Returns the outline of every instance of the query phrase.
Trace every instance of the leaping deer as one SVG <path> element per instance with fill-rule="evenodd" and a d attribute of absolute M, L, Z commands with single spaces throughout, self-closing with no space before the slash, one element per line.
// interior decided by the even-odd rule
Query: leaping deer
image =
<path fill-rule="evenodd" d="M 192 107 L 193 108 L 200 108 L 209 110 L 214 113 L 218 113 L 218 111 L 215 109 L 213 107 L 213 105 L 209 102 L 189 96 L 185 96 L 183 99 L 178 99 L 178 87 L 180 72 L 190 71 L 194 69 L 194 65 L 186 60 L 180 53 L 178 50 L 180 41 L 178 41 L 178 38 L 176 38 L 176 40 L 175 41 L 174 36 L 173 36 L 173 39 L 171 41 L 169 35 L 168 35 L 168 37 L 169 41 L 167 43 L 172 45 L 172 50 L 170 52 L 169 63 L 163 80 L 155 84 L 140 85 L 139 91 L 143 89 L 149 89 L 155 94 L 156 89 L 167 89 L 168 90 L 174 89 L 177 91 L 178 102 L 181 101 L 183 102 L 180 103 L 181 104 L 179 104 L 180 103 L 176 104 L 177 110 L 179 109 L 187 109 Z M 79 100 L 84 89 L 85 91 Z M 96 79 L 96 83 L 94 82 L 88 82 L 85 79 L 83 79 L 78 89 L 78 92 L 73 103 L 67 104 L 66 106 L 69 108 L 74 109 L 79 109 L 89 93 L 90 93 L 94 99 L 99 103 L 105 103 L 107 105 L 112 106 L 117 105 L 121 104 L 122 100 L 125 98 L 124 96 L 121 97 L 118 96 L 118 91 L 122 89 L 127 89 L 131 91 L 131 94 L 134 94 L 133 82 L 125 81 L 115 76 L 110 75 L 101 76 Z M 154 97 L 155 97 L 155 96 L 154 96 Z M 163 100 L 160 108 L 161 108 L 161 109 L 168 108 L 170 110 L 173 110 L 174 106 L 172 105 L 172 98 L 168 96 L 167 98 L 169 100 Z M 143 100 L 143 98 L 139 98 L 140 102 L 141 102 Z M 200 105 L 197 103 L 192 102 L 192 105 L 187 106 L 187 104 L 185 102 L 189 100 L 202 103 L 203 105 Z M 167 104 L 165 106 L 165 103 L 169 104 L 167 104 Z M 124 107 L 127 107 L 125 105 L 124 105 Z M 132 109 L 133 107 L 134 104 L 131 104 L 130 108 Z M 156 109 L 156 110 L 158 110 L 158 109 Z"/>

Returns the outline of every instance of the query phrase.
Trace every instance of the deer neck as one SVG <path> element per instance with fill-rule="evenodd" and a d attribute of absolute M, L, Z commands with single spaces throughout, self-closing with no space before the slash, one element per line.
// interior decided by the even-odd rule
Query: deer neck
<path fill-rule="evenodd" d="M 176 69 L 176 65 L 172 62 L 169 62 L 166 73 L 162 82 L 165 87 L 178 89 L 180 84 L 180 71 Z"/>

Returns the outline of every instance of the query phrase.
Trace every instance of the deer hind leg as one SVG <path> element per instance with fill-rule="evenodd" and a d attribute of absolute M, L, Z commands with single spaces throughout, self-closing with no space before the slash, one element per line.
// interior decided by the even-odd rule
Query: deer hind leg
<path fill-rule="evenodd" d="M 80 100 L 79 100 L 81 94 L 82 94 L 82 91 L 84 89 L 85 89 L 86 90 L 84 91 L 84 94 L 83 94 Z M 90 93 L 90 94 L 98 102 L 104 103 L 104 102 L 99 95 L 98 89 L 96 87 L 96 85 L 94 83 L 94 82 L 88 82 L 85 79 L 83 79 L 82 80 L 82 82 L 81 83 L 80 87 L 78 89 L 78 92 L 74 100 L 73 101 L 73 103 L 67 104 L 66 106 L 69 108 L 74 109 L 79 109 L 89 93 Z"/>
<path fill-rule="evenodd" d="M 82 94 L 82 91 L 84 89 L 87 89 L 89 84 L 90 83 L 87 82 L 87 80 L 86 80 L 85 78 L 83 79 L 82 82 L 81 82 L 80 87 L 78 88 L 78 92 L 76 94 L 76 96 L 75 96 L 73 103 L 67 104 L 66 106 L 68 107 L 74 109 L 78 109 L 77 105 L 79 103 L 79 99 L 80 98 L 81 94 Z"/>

• • • •

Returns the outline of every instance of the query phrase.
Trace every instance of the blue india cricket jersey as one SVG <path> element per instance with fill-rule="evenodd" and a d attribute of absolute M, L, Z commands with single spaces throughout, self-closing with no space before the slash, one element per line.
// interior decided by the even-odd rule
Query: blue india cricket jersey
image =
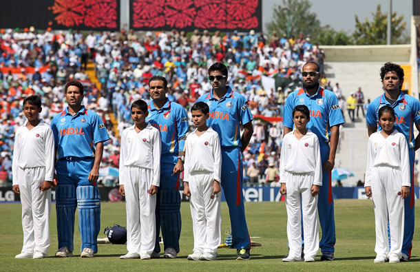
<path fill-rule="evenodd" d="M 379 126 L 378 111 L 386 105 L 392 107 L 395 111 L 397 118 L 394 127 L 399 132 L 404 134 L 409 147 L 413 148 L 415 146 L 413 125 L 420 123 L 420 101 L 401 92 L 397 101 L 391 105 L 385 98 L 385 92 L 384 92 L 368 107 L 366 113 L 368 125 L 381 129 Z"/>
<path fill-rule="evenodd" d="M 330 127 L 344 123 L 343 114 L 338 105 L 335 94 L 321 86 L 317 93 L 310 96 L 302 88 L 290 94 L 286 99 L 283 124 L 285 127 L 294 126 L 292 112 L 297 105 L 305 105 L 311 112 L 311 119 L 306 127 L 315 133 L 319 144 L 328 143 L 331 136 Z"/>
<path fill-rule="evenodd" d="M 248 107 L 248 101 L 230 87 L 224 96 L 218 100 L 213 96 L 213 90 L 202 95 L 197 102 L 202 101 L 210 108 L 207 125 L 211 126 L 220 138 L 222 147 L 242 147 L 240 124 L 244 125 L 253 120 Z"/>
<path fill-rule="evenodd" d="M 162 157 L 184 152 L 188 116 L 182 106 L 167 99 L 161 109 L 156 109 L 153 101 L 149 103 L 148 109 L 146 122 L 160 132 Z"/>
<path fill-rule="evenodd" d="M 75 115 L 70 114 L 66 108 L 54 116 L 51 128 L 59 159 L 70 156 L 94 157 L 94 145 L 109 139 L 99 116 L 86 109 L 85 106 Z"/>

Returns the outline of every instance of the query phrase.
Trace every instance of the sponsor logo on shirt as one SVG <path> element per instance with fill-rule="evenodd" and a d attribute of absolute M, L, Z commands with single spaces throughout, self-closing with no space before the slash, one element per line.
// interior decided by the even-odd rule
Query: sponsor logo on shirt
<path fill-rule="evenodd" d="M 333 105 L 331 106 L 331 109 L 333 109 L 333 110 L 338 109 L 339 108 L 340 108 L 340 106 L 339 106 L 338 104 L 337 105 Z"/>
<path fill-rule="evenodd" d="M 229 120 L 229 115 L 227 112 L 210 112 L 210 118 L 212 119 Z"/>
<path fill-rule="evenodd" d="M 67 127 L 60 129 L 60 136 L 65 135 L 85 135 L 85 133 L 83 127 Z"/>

• • • •

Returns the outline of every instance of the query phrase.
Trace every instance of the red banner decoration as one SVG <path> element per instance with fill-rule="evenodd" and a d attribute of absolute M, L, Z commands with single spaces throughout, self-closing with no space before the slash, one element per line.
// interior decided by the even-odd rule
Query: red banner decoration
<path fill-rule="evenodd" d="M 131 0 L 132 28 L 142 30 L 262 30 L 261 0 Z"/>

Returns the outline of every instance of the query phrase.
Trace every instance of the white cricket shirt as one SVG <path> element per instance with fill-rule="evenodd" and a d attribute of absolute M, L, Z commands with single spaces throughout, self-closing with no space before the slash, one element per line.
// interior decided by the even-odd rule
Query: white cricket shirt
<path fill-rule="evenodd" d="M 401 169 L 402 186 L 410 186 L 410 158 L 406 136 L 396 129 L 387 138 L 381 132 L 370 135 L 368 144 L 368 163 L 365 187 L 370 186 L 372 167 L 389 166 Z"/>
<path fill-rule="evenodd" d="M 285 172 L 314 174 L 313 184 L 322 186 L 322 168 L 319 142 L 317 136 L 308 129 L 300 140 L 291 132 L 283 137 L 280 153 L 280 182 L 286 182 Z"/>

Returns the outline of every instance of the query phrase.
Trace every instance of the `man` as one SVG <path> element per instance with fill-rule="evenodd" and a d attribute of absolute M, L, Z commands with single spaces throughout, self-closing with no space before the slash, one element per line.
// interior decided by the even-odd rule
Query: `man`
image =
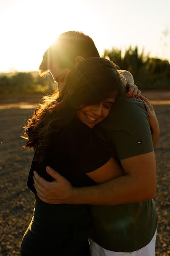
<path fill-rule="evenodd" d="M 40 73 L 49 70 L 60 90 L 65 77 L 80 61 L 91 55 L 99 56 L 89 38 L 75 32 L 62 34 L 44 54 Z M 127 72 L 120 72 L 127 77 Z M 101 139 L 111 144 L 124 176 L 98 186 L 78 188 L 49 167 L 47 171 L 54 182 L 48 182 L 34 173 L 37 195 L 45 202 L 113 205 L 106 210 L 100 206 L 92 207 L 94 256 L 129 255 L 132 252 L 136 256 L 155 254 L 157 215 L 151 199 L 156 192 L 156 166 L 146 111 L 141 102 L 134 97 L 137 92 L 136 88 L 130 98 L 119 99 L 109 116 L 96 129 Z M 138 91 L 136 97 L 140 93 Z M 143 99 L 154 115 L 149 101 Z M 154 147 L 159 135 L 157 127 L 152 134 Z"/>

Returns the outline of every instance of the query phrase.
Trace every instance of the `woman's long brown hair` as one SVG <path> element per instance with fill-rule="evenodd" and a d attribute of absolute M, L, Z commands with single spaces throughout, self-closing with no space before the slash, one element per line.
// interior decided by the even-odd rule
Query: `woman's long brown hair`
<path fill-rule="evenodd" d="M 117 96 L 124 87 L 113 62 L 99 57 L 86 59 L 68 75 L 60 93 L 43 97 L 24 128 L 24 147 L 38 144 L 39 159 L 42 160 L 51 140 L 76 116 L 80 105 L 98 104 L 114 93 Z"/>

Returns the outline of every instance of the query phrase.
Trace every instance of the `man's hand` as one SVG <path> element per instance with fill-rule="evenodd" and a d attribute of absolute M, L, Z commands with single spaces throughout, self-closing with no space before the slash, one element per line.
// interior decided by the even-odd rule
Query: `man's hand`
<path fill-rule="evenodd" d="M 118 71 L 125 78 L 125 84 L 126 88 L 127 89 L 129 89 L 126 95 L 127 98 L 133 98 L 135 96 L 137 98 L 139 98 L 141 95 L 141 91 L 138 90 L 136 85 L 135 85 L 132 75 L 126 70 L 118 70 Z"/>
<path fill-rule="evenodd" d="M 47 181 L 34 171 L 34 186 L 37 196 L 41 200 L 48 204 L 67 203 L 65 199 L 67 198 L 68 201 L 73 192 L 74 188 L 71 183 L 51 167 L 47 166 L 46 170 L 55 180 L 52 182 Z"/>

• • • •

== WHAT THE TASK REQUIRES ==
Return every line of the listing above that contains the string "india".

== EXERCISE SOLUTION ==
Trace every instance of the blue india cricket jersey as one SVG <path> element per instance with fill-rule="evenodd" and a d attribute of absolute M, L, Z commands with single spaces throughout, self-closing with no space before the slash, one element per line.
Query: blue india cricket jersey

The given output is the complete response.